Written exercise
Write out all entries word for word.

Pointing dataset excerpts
--- begin ---

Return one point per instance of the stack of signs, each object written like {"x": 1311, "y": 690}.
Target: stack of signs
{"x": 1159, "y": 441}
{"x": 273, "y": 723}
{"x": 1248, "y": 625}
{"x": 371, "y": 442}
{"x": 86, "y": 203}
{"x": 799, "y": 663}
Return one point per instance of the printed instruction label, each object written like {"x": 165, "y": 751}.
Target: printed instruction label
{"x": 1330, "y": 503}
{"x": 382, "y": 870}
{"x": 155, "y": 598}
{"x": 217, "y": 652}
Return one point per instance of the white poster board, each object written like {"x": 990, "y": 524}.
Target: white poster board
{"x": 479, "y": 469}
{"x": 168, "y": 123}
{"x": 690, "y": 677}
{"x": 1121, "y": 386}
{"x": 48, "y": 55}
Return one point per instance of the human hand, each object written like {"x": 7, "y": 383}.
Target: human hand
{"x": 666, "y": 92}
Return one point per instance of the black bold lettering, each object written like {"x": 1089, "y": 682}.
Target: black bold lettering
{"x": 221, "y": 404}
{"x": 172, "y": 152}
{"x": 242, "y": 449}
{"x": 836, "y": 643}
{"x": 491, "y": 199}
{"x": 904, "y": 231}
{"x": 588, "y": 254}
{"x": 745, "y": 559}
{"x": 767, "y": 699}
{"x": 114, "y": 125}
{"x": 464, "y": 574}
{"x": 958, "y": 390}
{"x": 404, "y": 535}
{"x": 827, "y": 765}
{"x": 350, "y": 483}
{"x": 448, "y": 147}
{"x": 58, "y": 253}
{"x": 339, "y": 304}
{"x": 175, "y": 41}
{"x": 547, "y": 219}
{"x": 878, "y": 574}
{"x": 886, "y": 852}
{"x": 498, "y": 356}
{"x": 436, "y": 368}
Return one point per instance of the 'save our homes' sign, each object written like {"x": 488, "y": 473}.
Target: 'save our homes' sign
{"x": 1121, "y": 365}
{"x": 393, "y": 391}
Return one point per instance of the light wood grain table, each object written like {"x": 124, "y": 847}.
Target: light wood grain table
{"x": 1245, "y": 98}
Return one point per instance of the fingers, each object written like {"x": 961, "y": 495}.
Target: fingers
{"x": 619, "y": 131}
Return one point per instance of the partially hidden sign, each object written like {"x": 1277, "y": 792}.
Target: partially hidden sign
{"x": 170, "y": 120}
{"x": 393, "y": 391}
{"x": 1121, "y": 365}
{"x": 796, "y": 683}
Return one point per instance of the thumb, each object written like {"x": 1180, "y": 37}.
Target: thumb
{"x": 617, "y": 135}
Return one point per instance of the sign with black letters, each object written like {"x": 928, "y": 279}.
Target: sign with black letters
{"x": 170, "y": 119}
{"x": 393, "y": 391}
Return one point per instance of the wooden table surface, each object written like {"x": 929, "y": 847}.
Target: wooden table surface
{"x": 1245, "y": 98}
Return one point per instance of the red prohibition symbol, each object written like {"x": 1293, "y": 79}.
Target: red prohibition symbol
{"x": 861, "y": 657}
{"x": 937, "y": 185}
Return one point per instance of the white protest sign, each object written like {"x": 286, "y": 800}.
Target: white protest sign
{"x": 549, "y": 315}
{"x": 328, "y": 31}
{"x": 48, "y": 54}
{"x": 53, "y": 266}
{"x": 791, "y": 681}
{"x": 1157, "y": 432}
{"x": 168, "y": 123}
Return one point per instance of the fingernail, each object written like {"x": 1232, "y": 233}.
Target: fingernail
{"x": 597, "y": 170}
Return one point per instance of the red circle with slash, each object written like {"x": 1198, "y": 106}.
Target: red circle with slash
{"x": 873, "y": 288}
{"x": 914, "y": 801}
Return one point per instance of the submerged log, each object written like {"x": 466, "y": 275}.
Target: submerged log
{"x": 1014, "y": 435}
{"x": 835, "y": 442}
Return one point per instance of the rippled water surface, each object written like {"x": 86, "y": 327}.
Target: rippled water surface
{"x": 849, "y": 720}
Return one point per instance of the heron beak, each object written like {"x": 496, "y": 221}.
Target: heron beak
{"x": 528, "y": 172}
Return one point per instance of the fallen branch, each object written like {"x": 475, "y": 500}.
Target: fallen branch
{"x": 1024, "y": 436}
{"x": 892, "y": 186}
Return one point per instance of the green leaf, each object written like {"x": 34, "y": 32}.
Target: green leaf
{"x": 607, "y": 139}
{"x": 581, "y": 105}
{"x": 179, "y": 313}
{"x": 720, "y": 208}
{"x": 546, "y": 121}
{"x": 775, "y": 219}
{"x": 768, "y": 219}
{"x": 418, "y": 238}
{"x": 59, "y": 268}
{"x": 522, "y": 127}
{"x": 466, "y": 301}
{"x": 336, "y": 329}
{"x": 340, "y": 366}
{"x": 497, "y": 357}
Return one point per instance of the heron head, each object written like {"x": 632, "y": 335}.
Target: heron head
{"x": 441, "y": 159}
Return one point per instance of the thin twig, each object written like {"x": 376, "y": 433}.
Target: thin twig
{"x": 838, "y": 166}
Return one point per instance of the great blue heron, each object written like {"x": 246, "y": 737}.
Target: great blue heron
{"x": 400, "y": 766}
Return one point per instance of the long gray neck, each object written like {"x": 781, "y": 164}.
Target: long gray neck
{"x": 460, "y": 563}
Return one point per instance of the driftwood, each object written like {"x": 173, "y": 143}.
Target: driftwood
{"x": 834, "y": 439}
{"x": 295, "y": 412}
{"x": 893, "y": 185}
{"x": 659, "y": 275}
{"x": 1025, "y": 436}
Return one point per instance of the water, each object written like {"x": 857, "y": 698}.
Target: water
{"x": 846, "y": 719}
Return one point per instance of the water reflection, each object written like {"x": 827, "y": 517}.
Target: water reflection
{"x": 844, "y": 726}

--- end ---

Answer for this exercise
Return one point per instance of the stack of signs, each object written like {"x": 1311, "y": 690}.
Target: stack of signs
{"x": 1159, "y": 441}
{"x": 273, "y": 723}
{"x": 1248, "y": 625}
{"x": 371, "y": 442}
{"x": 86, "y": 203}
{"x": 799, "y": 663}
Return one point per instance of the printed instruction label, each object written like {"x": 165, "y": 751}.
Target: printed instruction label
{"x": 1330, "y": 503}
{"x": 382, "y": 870}
{"x": 155, "y": 598}
{"x": 217, "y": 652}
Return one point per instance of the white poster board, each object written like {"x": 990, "y": 524}.
Target: white poster board
{"x": 479, "y": 469}
{"x": 168, "y": 123}
{"x": 690, "y": 677}
{"x": 1121, "y": 386}
{"x": 48, "y": 55}
Return one point per instance of the human hand, each object written like {"x": 7, "y": 383}.
Target: human hand
{"x": 666, "y": 92}
Return one point per instance of the black bold lettering, each object written like {"x": 1089, "y": 682}.
Target: black bold lettering
{"x": 221, "y": 404}
{"x": 172, "y": 152}
{"x": 242, "y": 449}
{"x": 836, "y": 643}
{"x": 491, "y": 199}
{"x": 904, "y": 231}
{"x": 588, "y": 254}
{"x": 745, "y": 559}
{"x": 767, "y": 699}
{"x": 114, "y": 125}
{"x": 464, "y": 574}
{"x": 958, "y": 390}
{"x": 404, "y": 535}
{"x": 827, "y": 765}
{"x": 350, "y": 483}
{"x": 448, "y": 147}
{"x": 58, "y": 253}
{"x": 339, "y": 304}
{"x": 175, "y": 41}
{"x": 547, "y": 219}
{"x": 878, "y": 574}
{"x": 886, "y": 852}
{"x": 498, "y": 356}
{"x": 436, "y": 368}
Return one point per instance of the 'save our homes' sign, each object written like {"x": 488, "y": 473}.
Target: 'save our homes' sign
{"x": 1121, "y": 365}
{"x": 393, "y": 391}
Return one point per instance of the light wood grain table, each object written like {"x": 124, "y": 847}.
Target: light wood grain table
{"x": 1245, "y": 98}
Return one point per instance of the fingers, each object written like {"x": 961, "y": 495}.
Target: fingers
{"x": 619, "y": 131}
Return one point per instance of the partially hidden sign, each object written like {"x": 1277, "y": 792}.
Target: partially hidden sign
{"x": 170, "y": 120}
{"x": 393, "y": 391}
{"x": 1121, "y": 365}
{"x": 796, "y": 683}
Return one point per instance of the thumb, each object written like {"x": 1180, "y": 37}.
Target: thumb
{"x": 617, "y": 135}
Return one point per instance of the sign with black letters, each object written like {"x": 928, "y": 279}.
Target: sign with black letters
{"x": 170, "y": 119}
{"x": 393, "y": 391}
Return one point per instance of the wooden table surface, each object written like {"x": 929, "y": 847}.
Target: wooden table surface
{"x": 1245, "y": 98}
Return one point per instance of the red prohibition symbol, each object written like {"x": 1293, "y": 79}.
Target: red prohibition symbol
{"x": 861, "y": 657}
{"x": 937, "y": 185}
Return one point per instance of the white protest sign, each object written like {"x": 286, "y": 800}.
Target: white protest sign
{"x": 549, "y": 315}
{"x": 328, "y": 31}
{"x": 48, "y": 54}
{"x": 53, "y": 266}
{"x": 791, "y": 681}
{"x": 1157, "y": 432}
{"x": 168, "y": 123}
Return one point per instance of the fingernail, each object written like {"x": 1232, "y": 233}.
Target: fingernail
{"x": 597, "y": 170}
Return one point per instance of the red circle with slash, each object written like {"x": 1198, "y": 106}.
Target: red circle with slash
{"x": 873, "y": 288}
{"x": 914, "y": 801}
Return one point per instance of the submerged log, each object written like {"x": 466, "y": 275}.
Target: submerged log
{"x": 1014, "y": 435}
{"x": 835, "y": 442}
Return one point per instance of the rippled water surface, each object written like {"x": 86, "y": 327}.
Target: rippled water surface
{"x": 849, "y": 720}
Return one point per instance of the heron beak, each object written like {"x": 496, "y": 221}.
Target: heron beak
{"x": 528, "y": 172}
Return one point per instance of the fallen branch, each object written like {"x": 475, "y": 500}.
Target: fallen branch
{"x": 1024, "y": 436}
{"x": 892, "y": 186}
Return one point per instance of the green leaf, each object written like {"x": 34, "y": 32}.
Target: green leaf
{"x": 607, "y": 139}
{"x": 581, "y": 105}
{"x": 179, "y": 313}
{"x": 720, "y": 208}
{"x": 546, "y": 121}
{"x": 775, "y": 219}
{"x": 768, "y": 219}
{"x": 418, "y": 238}
{"x": 59, "y": 268}
{"x": 522, "y": 127}
{"x": 466, "y": 301}
{"x": 336, "y": 329}
{"x": 340, "y": 366}
{"x": 497, "y": 357}
Return one point per instance of the heron head, each object written like {"x": 632, "y": 335}.
Target: heron head
{"x": 441, "y": 159}
Return one point per instance of the thin twig, each object written like {"x": 376, "y": 433}.
Target: thin twig
{"x": 838, "y": 166}
Return one point per instance of the great blue heron, each object written like {"x": 246, "y": 737}.
Target: great blue heron
{"x": 400, "y": 766}
Return one point per instance of the long gray neck, each object written like {"x": 781, "y": 164}.
Target: long gray neck
{"x": 460, "y": 563}
Return one point per instance of the driftwood, each object written like {"x": 173, "y": 143}.
Target: driftwood
{"x": 834, "y": 439}
{"x": 295, "y": 412}
{"x": 893, "y": 185}
{"x": 659, "y": 275}
{"x": 1025, "y": 436}
Return one point per instance of the water, each object written like {"x": 857, "y": 698}.
Target: water
{"x": 846, "y": 719}
Return one point per instance of the water reflection, each object written like {"x": 827, "y": 517}.
Target: water reflection
{"x": 844, "y": 726}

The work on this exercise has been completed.